------ PROVIDED INFORMATION ------
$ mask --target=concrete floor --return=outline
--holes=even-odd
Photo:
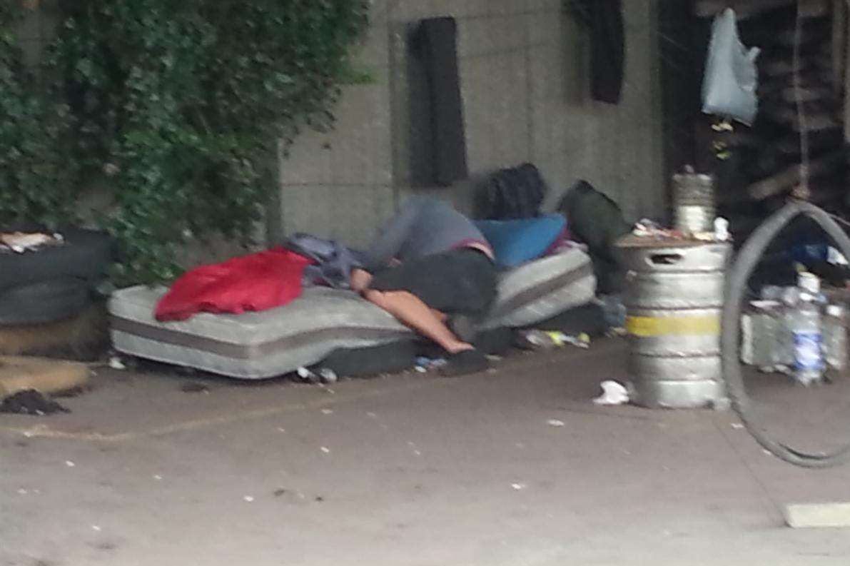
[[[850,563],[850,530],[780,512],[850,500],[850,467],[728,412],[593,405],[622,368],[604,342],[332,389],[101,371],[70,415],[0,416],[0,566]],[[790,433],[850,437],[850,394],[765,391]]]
------
------ PROVIDED INFORMATION ------
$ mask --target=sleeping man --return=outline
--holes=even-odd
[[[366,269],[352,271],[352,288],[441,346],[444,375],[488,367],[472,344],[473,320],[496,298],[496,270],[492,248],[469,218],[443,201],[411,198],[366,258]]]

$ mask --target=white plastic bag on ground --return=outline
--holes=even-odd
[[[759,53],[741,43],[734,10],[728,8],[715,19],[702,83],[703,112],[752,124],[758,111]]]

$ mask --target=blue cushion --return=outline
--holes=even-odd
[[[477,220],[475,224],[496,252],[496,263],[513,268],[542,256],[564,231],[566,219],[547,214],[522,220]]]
------
§ TASK TO CARRY OUT
Gather every line of the records above that contains the string "target", and copy each one out in full.

§ EXERCISE RESPONSE
$ mask --target=concrete floor --return=outline
$ mask --target=sleeping man --return=outline
$ mask --target=white plastic bag on ground --return=outline
$ mask --target=blue cushion --return=outline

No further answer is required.